Begin Given data

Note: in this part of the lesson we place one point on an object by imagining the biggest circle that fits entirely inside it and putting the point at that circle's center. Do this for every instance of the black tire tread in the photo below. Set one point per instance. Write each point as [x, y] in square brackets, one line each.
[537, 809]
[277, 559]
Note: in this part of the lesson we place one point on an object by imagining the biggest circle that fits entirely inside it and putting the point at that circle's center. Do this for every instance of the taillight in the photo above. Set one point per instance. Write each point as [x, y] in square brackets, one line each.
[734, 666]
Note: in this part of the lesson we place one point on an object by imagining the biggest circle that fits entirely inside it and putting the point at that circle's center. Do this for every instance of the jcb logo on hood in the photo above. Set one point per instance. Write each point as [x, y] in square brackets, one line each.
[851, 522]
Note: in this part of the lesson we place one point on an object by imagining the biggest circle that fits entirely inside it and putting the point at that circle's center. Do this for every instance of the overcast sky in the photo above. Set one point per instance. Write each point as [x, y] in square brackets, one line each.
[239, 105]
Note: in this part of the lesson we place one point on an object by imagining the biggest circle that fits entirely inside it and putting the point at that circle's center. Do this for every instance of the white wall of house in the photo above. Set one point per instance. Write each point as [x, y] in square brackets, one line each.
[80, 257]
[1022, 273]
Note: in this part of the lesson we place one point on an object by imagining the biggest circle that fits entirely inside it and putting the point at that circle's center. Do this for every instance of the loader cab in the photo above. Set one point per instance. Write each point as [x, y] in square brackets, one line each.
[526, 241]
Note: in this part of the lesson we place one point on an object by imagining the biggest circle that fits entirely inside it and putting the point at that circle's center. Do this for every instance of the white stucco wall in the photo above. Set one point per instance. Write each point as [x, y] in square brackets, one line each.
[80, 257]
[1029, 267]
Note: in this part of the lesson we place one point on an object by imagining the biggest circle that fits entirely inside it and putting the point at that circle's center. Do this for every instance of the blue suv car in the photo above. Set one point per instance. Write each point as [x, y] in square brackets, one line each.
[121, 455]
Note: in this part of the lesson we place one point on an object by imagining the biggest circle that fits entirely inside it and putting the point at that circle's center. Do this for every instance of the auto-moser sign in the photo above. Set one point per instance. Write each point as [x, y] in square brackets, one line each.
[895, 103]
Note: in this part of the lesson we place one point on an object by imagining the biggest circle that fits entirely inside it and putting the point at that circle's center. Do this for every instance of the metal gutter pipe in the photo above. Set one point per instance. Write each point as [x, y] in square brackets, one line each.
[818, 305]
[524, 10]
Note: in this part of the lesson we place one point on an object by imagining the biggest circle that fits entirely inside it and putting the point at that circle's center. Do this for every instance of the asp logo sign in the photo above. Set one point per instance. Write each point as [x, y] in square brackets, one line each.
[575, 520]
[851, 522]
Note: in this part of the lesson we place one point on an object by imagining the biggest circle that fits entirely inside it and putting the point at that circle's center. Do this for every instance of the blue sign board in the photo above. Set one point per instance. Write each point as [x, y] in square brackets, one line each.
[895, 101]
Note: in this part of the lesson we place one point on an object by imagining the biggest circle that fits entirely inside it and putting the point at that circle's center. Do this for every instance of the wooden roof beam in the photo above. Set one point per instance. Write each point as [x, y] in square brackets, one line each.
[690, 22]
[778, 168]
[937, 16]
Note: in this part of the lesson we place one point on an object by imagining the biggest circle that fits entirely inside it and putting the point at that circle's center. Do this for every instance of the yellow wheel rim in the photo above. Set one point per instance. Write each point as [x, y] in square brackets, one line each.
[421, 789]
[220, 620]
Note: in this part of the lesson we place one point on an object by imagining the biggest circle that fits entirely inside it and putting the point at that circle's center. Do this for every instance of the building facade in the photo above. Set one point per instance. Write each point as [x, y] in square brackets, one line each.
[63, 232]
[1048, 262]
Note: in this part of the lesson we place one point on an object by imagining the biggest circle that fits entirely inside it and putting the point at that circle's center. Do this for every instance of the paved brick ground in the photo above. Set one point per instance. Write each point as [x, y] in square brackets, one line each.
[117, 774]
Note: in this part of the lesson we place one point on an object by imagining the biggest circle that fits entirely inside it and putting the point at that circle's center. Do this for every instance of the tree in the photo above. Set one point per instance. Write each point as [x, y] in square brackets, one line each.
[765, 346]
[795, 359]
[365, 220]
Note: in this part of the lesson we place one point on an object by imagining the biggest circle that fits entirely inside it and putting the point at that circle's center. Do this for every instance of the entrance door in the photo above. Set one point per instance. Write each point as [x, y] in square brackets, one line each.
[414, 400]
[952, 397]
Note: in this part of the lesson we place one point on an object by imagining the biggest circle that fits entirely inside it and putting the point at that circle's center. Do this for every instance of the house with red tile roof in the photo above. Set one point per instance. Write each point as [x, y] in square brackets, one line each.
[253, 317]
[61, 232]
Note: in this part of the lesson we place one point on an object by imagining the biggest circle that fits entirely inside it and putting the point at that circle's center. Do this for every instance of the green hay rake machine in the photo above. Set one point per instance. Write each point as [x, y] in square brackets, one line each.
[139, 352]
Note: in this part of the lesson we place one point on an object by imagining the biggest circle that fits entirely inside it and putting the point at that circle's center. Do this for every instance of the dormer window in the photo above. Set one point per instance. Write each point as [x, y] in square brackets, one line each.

End Given data

Print the records above in full, exactly.

Note: in this part of the lesson we place one point on an object by imagining the biggest circle that fits entirely inside it and putting the point at that circle's center. Do this for every instance of the black tire tread in the photo below. Set one point per instance. Write each point as [x, y] in square brackets, one line each.
[537, 809]
[277, 559]
Note: in this part of the lesson we place one point on an object by imagining the biggest circle that fits entirely inside it and putting the point at that circle's center. Do this for every instance of the taillight in the photo above. Set one point per instance. Write each point as [x, y] in square brackets, one line each.
[734, 666]
Note: in this part of the lesson we place one point on an object by imagining the biggest circle that fits entirely inside it and putting the point at that circle's center. Do this for every instance of the jcb logo on hood in the photo above. Set one point per instance. Write each point as [x, y] in square brackets, one line each.
[851, 522]
Note: in this part of the lesson we place one point on an object by imagining the biggest circle that fits entirely inside it and putting the point at that circle's center. Do this for every instance of the overcast sky in the photo above. Set one point per instance. Write each point as [x, y] in square brackets, one line each.
[239, 105]
Note: in this part of the lesson we place one point on an object by imagining the biggest circle that fits entirely inside it and putting the point at that circle's center. Do this for every instance of the white wall of house in the photo above. Set one point per instance. Write each point as [x, y] in square brackets, one line each.
[80, 257]
[1022, 273]
Note: in this part of the lesson we place one point on an object by imagining the biggest circle that fits entirely inside it and putting the point at that circle's center. Do this for every instance of the loader cab in the photo above. Set one point per instance. Write each point as [x, y] in square brackets, one line each.
[526, 241]
Note: in this part of the lesson we place one point on an object by imagining the biggest circle that fits entirely inside it and putting the point at that circle's center. Do this for every instance of the white stucco wall in the photo above. Set one point per instance. Write each point as [x, y] in square brackets, one line each.
[80, 257]
[1029, 267]
Note: in this part of the lesson we place one point on an object by imagining the biggest circle that fits entirely inside it and putting the point at that circle's center. Do this for every instance of the blue suv car in the photo above. Set one point per instance. Write each point as [x, y] in square brackets, one line each.
[121, 455]
Note: in this part of the lesson we place one point on an object by imagining the biggest circle that fits entirely inside it and putting the point at that circle's center. Do this for every instance of the auto-moser sign in the photo above. Set one point per instance. Write each point as [x, y] in square brackets, one line each.
[895, 103]
Note: in this part of the lesson we place one point on an object by imagining the biggest circle that fits entirely inside it and putting the point at that circle's center. Do this for every instance of the metal gutter pipe in the photo above. Set one point per instance. Write each point as [x, y] in square brackets, one line each.
[818, 305]
[524, 10]
Note: in this part of the lesson we place one point on an object by imagining the biggest circle that fits entirely inside it and putting the point at that circle's center. Do this for every instance of the asp logo sign in the photo above. Set one point per instance. Write each point as [x, y] in square brackets, one line each.
[575, 520]
[851, 522]
Note: in this part of the lesson we place one point on an object by imagining the biggest circle that fits entirely inside it and putting the point at that circle's center. Do this for every instance of the blue sign board in the photo above. Set one point per instance. Write each point as [x, y] in square brackets, one line each.
[895, 101]
Note: in this part of the lesson we place one point on an object by imagining the biggest circle that fits entirely inside it and putting the point at that circle's center. Do this for every instance of the wooden roof beam in the photo above. Set one point per instance. Write each point as [x, y] in square brackets, one line each.
[690, 22]
[778, 168]
[937, 16]
Note: in this part of the lesson we place one point on an object by imagining the biggest circle that fits entirely inside it and putting the point at that circle's center. Do this for every instance of the yellow wheel rim in the photo above. Set one point per instance. Write each point as [x, y] in square brackets, one line each.
[421, 789]
[220, 620]
Note: in this part of the lesson we place one point on an object by imagining the biggest circle that fits entirely inside it and putting the point at that circle's center. Do this for every instance of the building facade in the photo above. Set one point per instance. Write each point as [x, y] in square brackets, one line each.
[63, 232]
[1048, 262]
Note: in this part of the lesson we place one point on an object by imagining the biggest circle that fits entirely inside it and putting the point at that circle's center. Do this for every instance of the paved brick ground in the photo above. Set one point per instance. Write each point as [x, y] in square brackets, one line each.
[117, 774]
Note: in this part of the lesson we place one point on an object by imagining the biggest circle that fits entirely inside it and putting the point at that circle's center. Do this for every instance of the tree in the photo above. Set one point per instance. Write each point as [x, y] in square brackets, one line each.
[765, 346]
[795, 359]
[365, 220]
Note: in this part of the lesson we place one point on an object by imagining the biggest circle that fits entirely inside it and putting the point at that circle's center. Do this for every instance of the entrance door in the photo above. Set one point per instance. Write each point as [x, y] in square brackets, one line each.
[414, 400]
[952, 397]
Note: in this part of the lesson we place one point on an object by imagining the biggest circle that fits entirely inside it and putting the point at that circle's center. Do this for every instance of the house with red tile roof in the photo above. Set one point per instance. Write each point as [x, y] in square brackets, one line each.
[253, 317]
[61, 232]
Note: in this part of the lesson we place one point on an object by imagining the biggest circle that fits entirely inside it and putting the point at that circle's center. Do this for every instance of the green hay rake machine in the photo above. Set one point per instance. Write each point as [x, y] in square brackets, one line each.
[139, 352]
Note: in this part of the lesson we place one point on an object by imagining the biggest circle that fits entirely inside it and putting the point at that circle's center. Do this for every instance of the dormer window in the photo above. Set one point per instance. Write each point as [x, y] in square brackets, one line each.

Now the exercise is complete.